(Short exercise) Extract every line starting at the line that contains "white tablecloth, giving" and ending with the final line of the data, inclusive; give only those lines, word for word.

(Available data)

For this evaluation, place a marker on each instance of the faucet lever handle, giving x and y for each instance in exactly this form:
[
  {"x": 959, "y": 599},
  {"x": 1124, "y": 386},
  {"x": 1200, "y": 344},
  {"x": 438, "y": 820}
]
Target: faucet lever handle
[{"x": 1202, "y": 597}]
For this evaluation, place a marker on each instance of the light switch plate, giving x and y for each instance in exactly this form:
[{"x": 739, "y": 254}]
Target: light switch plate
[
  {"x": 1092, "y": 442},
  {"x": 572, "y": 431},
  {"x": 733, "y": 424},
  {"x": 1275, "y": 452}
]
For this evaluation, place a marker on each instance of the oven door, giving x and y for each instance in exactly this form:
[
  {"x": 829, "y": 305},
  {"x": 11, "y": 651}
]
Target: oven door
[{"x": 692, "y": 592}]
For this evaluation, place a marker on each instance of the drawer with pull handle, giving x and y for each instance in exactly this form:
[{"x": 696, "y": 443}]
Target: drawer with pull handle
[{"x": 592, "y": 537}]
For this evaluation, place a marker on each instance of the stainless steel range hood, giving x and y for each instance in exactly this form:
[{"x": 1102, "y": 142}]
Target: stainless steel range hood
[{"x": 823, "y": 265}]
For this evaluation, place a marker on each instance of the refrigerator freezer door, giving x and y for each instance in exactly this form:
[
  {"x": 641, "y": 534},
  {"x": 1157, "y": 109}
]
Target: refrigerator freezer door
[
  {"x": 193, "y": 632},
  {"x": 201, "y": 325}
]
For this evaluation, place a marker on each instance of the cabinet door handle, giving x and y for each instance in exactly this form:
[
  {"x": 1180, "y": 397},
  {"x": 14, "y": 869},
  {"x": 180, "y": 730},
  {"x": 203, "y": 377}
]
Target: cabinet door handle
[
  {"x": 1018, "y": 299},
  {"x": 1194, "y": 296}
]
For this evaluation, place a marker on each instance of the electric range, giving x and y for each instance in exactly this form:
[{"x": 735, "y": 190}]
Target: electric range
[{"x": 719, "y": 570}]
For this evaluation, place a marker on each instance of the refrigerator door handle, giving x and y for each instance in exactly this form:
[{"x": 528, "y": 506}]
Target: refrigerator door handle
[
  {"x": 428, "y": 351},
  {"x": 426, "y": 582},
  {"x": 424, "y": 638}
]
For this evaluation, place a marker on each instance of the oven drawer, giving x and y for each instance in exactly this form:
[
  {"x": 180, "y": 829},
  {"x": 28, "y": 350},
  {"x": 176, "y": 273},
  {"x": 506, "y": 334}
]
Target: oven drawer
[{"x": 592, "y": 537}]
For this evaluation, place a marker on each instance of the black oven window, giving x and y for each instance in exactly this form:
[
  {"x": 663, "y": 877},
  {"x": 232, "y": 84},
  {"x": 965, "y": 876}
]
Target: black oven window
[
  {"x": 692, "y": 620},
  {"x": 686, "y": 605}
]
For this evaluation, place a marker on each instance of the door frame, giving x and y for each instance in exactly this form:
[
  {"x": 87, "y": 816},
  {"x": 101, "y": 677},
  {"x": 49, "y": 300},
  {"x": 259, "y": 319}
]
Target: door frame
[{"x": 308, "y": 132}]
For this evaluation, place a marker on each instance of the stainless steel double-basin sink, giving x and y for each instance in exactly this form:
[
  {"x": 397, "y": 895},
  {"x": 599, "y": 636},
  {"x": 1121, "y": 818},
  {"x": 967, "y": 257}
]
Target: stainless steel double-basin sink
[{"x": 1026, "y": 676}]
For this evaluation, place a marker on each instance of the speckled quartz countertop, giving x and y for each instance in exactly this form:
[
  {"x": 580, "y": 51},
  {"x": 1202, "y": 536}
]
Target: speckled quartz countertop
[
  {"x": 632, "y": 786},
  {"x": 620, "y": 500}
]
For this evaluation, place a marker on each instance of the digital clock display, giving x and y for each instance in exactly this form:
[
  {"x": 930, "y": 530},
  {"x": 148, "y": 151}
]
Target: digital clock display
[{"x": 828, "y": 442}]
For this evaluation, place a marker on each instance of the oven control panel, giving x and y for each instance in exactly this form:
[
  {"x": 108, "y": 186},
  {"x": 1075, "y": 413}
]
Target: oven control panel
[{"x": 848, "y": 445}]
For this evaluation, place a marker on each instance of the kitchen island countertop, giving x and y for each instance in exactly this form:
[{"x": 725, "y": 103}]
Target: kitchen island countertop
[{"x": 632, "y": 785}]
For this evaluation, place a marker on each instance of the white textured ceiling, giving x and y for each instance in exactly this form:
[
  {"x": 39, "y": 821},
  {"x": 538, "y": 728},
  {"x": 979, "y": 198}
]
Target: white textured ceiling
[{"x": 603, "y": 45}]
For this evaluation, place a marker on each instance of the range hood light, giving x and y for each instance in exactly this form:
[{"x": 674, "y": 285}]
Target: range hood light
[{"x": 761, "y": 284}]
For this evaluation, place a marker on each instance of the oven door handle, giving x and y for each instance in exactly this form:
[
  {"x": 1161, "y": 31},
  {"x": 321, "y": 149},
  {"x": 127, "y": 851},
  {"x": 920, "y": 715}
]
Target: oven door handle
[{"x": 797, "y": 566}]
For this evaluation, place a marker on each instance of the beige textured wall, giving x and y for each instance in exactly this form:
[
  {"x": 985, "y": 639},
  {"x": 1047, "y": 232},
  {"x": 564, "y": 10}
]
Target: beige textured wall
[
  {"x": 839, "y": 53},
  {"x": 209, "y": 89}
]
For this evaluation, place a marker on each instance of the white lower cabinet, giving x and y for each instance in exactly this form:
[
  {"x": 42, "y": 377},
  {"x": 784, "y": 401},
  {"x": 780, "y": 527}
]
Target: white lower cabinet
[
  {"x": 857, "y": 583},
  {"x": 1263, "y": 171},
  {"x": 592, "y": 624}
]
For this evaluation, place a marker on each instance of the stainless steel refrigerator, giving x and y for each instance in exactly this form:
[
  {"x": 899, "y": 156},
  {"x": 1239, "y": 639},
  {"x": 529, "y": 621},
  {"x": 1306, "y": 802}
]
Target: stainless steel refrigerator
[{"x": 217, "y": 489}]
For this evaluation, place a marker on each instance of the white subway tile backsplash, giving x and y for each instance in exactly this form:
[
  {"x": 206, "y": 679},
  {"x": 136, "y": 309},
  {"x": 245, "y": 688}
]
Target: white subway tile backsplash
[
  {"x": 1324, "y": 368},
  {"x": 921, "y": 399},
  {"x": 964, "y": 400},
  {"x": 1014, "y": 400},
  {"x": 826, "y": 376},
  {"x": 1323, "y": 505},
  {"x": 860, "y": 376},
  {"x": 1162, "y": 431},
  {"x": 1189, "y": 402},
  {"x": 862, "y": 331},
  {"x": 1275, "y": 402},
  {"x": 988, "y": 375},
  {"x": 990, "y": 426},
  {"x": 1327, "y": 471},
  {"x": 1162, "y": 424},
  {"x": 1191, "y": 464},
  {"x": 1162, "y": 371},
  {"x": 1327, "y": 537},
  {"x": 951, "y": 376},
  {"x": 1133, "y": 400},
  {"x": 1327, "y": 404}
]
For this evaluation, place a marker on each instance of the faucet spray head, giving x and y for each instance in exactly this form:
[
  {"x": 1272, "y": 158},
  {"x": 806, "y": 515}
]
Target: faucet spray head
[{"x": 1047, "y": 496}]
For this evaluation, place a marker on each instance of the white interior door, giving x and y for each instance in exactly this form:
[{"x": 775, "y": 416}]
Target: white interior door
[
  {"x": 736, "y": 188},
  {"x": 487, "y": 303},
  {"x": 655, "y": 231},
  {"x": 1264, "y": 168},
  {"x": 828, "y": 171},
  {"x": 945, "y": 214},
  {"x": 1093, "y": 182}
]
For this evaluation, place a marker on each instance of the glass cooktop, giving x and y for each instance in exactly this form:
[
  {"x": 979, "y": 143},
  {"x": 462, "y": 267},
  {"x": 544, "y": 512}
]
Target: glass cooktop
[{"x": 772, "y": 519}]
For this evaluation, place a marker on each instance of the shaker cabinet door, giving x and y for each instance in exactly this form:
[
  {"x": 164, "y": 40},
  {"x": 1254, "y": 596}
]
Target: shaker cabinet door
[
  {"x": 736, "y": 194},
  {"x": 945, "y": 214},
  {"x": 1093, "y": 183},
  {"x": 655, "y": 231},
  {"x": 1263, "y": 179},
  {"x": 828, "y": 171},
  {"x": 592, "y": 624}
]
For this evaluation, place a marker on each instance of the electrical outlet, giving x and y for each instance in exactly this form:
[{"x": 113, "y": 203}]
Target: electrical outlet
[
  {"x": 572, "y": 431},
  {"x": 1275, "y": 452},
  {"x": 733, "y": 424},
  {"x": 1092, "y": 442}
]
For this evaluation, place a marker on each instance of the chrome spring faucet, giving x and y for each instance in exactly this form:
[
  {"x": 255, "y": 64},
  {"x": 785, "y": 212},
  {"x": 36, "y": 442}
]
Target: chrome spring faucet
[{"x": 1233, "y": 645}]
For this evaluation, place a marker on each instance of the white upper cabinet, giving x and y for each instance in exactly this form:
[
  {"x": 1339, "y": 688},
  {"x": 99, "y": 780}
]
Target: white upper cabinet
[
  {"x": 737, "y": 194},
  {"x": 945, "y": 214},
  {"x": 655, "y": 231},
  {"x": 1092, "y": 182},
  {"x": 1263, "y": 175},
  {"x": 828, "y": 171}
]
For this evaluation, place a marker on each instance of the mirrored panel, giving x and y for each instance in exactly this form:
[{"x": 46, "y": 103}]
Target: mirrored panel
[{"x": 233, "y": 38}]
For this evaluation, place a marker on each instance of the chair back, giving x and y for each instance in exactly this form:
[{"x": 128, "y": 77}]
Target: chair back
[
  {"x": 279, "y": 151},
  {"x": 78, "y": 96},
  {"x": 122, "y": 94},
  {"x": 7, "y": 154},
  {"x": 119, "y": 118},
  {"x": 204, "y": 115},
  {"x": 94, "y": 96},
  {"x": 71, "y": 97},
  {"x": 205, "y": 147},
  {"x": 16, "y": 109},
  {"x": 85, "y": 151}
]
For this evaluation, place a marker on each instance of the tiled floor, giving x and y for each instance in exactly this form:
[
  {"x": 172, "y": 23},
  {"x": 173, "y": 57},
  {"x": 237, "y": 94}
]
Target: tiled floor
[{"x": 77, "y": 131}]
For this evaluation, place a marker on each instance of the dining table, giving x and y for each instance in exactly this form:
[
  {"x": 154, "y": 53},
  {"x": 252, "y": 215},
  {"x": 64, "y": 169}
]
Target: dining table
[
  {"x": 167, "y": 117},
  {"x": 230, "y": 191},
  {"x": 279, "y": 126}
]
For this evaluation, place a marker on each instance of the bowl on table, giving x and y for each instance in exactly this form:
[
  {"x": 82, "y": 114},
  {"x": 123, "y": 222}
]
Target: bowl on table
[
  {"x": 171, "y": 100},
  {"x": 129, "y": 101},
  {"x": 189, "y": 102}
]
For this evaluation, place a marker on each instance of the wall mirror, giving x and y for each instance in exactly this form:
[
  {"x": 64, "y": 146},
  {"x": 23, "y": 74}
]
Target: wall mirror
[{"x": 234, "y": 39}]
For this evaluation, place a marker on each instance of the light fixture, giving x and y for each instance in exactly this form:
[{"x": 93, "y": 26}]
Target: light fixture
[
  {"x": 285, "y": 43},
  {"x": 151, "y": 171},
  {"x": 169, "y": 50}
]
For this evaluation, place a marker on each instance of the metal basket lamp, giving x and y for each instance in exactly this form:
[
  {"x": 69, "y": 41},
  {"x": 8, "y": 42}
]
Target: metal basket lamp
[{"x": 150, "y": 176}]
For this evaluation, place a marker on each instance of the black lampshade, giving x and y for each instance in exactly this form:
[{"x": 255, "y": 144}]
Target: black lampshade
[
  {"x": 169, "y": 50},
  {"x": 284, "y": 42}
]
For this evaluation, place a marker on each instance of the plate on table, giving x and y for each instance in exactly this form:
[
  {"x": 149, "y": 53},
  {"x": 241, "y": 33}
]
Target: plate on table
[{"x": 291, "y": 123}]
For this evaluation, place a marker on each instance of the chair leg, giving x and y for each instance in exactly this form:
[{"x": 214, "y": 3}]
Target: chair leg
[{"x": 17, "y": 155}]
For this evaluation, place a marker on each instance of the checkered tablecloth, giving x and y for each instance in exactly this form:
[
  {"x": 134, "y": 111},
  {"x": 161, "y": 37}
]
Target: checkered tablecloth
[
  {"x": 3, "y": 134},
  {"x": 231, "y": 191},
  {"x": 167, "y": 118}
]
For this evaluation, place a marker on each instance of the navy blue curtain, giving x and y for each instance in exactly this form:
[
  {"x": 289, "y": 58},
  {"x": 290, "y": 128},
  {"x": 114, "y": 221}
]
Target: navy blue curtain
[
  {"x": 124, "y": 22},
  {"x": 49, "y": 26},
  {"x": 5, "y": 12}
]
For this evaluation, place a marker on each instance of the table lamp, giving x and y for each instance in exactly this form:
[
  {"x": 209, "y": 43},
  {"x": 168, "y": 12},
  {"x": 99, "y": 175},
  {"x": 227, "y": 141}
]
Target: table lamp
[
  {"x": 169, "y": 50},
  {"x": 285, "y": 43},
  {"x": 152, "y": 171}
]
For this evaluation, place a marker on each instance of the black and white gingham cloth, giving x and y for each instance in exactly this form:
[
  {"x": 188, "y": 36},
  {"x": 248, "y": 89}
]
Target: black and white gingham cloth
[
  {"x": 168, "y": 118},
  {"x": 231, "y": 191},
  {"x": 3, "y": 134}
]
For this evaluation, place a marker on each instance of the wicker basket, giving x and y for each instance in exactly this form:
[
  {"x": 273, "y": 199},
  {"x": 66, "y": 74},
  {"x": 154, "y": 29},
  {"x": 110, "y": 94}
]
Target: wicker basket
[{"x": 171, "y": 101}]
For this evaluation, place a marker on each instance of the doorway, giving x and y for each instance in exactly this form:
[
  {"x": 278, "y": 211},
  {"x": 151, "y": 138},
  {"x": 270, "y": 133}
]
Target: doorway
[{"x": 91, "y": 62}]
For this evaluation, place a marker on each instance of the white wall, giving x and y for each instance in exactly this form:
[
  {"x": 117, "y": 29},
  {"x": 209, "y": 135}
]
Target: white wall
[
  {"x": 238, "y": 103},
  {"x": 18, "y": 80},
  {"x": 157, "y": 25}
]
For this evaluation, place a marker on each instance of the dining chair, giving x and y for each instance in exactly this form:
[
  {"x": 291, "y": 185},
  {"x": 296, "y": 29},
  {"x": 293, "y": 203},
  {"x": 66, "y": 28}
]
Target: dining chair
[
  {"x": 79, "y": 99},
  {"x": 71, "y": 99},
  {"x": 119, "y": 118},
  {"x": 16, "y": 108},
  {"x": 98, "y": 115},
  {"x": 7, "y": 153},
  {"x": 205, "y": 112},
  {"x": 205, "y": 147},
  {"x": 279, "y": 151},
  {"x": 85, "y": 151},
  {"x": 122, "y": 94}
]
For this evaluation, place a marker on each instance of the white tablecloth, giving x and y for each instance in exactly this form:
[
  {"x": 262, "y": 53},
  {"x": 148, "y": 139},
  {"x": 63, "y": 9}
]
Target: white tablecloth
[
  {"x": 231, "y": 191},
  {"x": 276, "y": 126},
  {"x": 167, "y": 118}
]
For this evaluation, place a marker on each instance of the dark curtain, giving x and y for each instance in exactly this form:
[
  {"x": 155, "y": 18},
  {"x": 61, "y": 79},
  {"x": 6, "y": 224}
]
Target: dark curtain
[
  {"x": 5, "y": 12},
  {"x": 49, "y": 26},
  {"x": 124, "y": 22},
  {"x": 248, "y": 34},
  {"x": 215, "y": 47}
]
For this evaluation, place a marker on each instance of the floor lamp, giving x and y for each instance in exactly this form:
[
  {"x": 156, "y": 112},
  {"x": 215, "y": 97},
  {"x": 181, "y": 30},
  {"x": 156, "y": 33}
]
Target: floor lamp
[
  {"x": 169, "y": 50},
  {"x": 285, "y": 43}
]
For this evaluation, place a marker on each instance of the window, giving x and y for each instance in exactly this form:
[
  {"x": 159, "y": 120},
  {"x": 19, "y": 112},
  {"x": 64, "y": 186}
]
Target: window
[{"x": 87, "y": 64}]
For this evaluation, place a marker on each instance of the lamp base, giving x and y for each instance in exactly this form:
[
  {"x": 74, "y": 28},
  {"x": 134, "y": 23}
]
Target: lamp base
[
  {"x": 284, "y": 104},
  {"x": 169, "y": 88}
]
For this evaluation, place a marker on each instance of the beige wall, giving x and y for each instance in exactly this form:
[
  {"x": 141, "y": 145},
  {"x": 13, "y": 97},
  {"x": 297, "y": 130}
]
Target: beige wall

(Solution)
For this evaluation, place a marker on each instance of the white tablecloth, giving x and y for each instance in exactly this form:
[
  {"x": 262, "y": 53},
  {"x": 148, "y": 139},
  {"x": 63, "y": 9}
]
Target: white tablecloth
[
  {"x": 231, "y": 191},
  {"x": 276, "y": 126},
  {"x": 167, "y": 118}
]
For this evaluation, place a marker on each instance of the dark curtain, giving x and y for each instance in exactly this form:
[
  {"x": 155, "y": 18},
  {"x": 61, "y": 79},
  {"x": 6, "y": 224}
]
Target: dark curtain
[
  {"x": 5, "y": 12},
  {"x": 49, "y": 26},
  {"x": 124, "y": 22},
  {"x": 248, "y": 34},
  {"x": 215, "y": 47}
]
For this evaluation, place a marker on each instance of the floor lamp, giving x and y for each instance in exactly this form:
[
  {"x": 156, "y": 112},
  {"x": 215, "y": 97},
  {"x": 181, "y": 30},
  {"x": 156, "y": 33}
]
Target: floor lamp
[
  {"x": 169, "y": 50},
  {"x": 285, "y": 43}
]
For this evaluation, place a marker on each instance of the window, giving x and y for each instance in exactly this form:
[
  {"x": 159, "y": 120},
  {"x": 19, "y": 112},
  {"x": 64, "y": 186}
]
Target: window
[{"x": 87, "y": 64}]
For this evaluation, place a marker on each instance of the lamp base, giving x and y for each instance in exactly this form:
[
  {"x": 74, "y": 28},
  {"x": 134, "y": 23}
]
Target: lamp base
[
  {"x": 284, "y": 104},
  {"x": 169, "y": 88}
]
For this evaluation, place a marker on each instance of the beige wall, giving x and y for each instance in exactly this form:
[
  {"x": 141, "y": 145},
  {"x": 13, "y": 97},
  {"x": 297, "y": 130}
]
Target: beige wall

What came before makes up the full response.